AIM OF THE EXERCISE: Reproduce the part of the rows below that opens with the line containing "Every <instance> specifies" and closes with the line containing "494L1379 425L1201 628L977", keeping both of those lines and changing nothing.

*** THE DATA ***

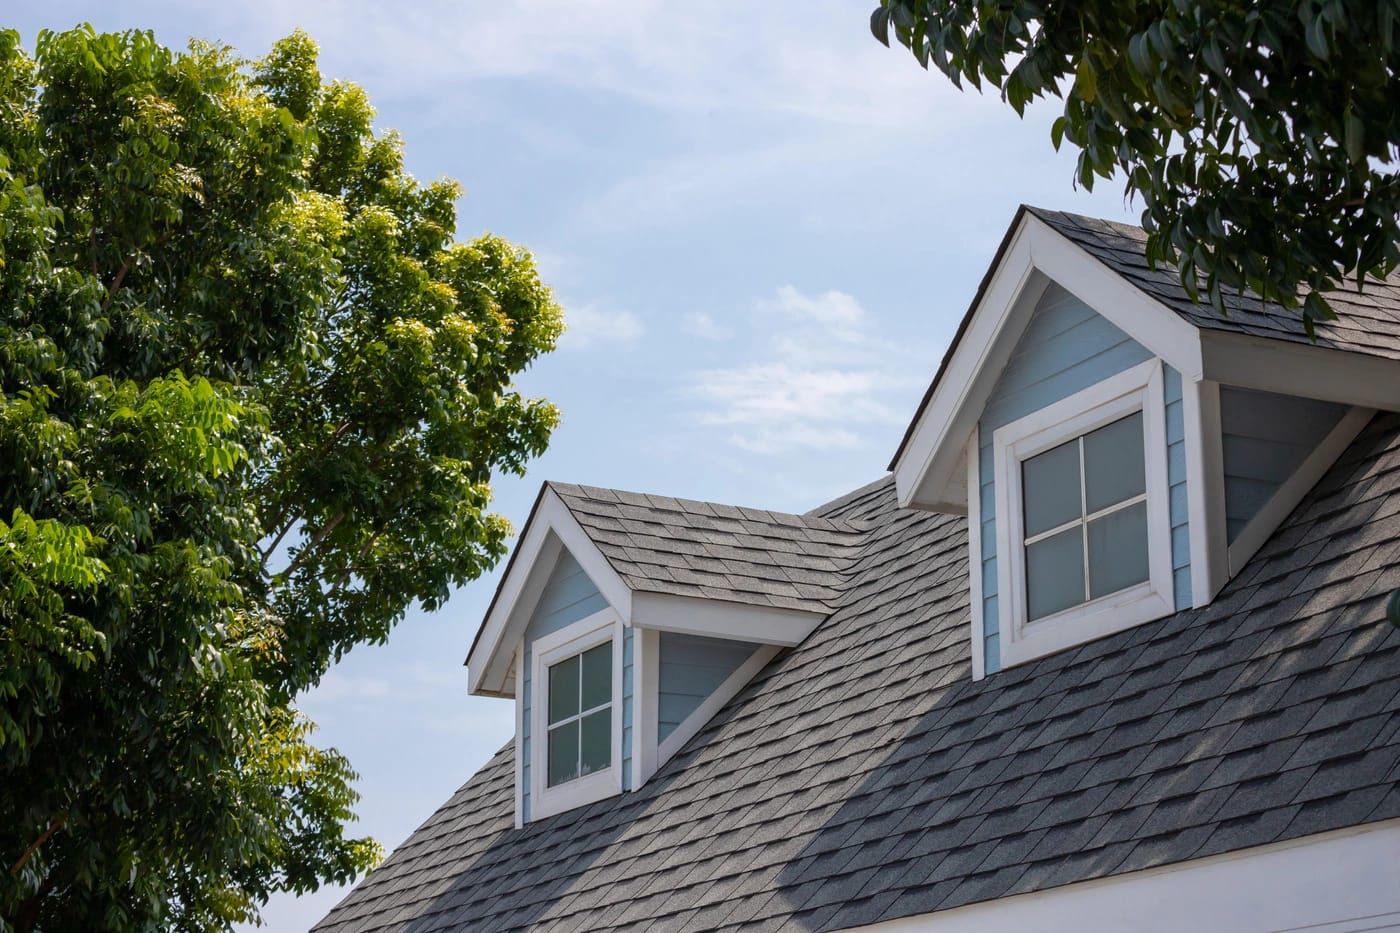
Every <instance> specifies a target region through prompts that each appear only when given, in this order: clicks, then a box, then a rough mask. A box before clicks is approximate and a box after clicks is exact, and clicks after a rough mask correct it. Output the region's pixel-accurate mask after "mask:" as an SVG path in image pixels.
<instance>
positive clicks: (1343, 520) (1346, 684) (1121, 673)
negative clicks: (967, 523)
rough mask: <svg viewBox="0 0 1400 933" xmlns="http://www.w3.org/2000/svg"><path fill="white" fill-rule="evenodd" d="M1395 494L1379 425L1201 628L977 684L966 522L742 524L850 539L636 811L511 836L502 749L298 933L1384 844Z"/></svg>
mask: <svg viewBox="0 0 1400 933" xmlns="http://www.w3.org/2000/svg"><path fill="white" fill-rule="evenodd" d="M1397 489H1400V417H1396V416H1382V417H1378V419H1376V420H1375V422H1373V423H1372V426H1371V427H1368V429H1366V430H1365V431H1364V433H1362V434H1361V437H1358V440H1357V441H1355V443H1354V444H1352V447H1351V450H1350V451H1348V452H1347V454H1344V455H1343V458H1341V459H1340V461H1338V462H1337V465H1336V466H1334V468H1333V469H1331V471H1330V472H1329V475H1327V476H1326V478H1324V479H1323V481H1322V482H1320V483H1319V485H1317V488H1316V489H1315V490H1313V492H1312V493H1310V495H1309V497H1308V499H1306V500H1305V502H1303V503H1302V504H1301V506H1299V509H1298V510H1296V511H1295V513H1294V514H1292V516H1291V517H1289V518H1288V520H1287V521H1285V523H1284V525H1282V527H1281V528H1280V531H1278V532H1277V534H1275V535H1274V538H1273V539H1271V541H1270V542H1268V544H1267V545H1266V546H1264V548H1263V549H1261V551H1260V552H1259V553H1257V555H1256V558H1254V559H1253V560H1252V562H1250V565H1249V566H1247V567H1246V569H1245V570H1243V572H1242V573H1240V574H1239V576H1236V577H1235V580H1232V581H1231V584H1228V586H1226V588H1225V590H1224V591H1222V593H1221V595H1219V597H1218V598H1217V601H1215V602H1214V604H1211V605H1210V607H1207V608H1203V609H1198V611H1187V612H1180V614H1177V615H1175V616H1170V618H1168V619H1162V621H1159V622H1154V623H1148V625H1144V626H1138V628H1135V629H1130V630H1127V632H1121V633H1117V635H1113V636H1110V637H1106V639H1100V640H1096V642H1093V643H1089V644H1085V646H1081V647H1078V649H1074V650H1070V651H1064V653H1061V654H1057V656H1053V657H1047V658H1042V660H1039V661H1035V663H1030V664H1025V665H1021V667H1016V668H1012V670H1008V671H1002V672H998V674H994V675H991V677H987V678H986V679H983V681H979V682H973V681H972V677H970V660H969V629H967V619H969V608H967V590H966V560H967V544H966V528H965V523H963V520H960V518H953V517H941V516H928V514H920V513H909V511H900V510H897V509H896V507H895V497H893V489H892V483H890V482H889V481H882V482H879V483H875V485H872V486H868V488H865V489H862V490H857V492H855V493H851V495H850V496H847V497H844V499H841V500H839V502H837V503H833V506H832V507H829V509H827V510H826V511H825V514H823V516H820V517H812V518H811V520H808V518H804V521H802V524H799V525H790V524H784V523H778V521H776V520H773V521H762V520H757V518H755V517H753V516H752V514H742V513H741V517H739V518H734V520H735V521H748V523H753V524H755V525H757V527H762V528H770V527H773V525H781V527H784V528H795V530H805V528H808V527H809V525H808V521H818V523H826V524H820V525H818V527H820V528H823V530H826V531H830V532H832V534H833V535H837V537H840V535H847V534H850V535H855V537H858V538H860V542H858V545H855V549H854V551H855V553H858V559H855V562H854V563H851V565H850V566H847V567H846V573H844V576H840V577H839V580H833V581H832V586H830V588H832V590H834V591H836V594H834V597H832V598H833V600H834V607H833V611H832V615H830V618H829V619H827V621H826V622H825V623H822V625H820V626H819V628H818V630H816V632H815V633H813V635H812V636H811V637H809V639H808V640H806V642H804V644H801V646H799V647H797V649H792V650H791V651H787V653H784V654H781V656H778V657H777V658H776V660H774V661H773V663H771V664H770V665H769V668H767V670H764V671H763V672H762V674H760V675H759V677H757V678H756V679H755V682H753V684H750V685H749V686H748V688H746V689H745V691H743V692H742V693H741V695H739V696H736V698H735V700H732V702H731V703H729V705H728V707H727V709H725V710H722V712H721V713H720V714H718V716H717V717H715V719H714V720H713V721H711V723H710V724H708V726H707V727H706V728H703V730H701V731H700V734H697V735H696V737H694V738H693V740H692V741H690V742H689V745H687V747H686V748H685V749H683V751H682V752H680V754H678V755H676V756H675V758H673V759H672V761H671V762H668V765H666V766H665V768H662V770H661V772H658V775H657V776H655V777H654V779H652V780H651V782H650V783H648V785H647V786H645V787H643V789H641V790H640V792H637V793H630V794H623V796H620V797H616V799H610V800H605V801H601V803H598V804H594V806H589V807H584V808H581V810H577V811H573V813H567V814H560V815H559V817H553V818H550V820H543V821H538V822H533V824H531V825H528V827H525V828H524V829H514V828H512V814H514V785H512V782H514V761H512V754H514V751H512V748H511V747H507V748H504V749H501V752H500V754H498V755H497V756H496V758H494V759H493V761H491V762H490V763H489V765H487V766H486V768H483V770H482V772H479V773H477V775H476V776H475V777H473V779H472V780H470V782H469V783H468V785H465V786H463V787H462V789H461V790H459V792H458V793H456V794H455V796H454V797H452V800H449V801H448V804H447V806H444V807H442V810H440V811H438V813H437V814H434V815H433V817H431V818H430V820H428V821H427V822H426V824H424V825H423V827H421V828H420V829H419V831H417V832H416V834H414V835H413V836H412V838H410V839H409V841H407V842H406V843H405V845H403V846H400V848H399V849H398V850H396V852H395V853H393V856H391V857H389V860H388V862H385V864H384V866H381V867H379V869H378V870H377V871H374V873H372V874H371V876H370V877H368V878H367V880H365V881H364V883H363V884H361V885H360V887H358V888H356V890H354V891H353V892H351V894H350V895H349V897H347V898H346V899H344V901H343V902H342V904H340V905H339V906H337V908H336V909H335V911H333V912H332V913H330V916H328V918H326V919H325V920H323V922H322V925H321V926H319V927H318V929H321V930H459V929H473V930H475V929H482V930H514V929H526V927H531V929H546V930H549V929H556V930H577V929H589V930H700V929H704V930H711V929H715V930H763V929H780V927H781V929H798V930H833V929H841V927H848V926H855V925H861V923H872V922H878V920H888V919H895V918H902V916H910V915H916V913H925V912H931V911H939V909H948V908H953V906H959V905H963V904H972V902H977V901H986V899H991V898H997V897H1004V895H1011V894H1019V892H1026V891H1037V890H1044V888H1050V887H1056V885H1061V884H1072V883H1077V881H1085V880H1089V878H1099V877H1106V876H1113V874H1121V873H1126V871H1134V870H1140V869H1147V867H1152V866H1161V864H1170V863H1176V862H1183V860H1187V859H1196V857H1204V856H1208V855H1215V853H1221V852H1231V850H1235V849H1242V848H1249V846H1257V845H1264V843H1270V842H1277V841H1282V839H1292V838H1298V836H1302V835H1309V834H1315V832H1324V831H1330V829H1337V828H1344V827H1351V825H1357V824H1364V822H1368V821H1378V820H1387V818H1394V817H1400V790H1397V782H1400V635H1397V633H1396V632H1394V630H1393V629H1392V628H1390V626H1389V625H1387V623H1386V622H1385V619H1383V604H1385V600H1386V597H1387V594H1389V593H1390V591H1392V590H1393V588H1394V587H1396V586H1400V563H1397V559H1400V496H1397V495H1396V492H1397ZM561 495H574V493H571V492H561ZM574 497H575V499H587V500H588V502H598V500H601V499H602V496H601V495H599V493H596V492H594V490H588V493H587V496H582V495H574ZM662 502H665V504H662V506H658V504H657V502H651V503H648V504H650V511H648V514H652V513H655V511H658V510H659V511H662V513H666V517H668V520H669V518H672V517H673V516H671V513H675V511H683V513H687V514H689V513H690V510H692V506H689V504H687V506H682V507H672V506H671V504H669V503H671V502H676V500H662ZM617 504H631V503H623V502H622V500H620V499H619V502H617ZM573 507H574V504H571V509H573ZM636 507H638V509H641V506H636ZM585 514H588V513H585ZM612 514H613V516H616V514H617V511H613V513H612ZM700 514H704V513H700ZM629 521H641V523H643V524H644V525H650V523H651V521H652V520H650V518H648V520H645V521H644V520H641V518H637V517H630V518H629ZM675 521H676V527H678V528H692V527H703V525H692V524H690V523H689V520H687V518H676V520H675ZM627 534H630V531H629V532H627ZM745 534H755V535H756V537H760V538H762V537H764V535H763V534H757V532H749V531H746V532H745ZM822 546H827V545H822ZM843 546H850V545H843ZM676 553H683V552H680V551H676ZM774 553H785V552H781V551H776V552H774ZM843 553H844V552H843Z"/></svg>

*** End of THE DATA ***
*** THE DATA ***

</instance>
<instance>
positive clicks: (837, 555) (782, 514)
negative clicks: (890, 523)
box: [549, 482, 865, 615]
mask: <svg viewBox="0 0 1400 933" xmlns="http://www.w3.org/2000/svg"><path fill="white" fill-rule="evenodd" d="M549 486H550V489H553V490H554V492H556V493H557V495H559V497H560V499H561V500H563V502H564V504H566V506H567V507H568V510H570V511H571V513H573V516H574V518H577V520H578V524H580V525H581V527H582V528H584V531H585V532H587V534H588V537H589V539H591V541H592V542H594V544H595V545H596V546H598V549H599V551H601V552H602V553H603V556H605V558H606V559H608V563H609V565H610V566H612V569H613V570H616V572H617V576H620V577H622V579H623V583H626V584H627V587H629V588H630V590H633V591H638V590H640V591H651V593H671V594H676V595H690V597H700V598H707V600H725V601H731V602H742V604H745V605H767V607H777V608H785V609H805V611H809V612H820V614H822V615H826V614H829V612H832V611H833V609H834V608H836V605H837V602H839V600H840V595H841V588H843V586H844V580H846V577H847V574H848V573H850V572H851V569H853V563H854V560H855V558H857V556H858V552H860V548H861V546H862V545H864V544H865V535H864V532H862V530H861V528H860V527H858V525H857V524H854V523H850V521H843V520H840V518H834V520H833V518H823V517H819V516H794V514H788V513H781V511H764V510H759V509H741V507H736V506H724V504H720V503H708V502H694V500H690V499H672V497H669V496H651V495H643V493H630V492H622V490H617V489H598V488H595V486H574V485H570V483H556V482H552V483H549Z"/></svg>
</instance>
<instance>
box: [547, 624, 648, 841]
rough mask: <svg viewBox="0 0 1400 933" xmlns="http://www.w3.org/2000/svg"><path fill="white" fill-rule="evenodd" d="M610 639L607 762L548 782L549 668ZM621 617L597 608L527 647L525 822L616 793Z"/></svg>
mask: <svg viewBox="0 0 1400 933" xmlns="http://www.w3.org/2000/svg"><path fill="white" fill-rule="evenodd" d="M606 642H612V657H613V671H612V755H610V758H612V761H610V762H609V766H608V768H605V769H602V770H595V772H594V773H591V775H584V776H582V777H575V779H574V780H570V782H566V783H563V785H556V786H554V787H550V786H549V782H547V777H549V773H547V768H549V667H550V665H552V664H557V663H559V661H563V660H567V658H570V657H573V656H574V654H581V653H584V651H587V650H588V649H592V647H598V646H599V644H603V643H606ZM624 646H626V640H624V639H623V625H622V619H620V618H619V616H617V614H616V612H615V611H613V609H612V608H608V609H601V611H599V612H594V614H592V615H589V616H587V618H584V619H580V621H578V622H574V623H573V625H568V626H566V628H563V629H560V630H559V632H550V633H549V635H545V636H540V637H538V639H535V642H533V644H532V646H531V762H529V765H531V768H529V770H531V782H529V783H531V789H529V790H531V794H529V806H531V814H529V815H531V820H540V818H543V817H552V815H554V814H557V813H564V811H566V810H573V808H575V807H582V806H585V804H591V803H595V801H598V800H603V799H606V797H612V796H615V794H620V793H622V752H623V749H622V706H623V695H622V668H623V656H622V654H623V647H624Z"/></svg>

*** End of THE DATA ***

FINISHED TASK:
Every <instance> specifies a target region through prompts that each appear only when given, in this order: clicks, then a box, then a rough mask. A box before clicks is approximate and a box after clicks is exact, and clicks after a rough mask correct it. Output the region's pixel-accurate mask after "mask:" as an SVG path in image pixels.
<instance>
positive clicks: (1343, 520) (1346, 684) (1121, 673)
negative clicks: (967, 523)
rough mask: <svg viewBox="0 0 1400 933" xmlns="http://www.w3.org/2000/svg"><path fill="white" fill-rule="evenodd" d="M1395 494L1379 425L1201 628L977 684L966 522L742 524L850 539L636 811L511 836L502 749L298 933L1384 844Z"/></svg>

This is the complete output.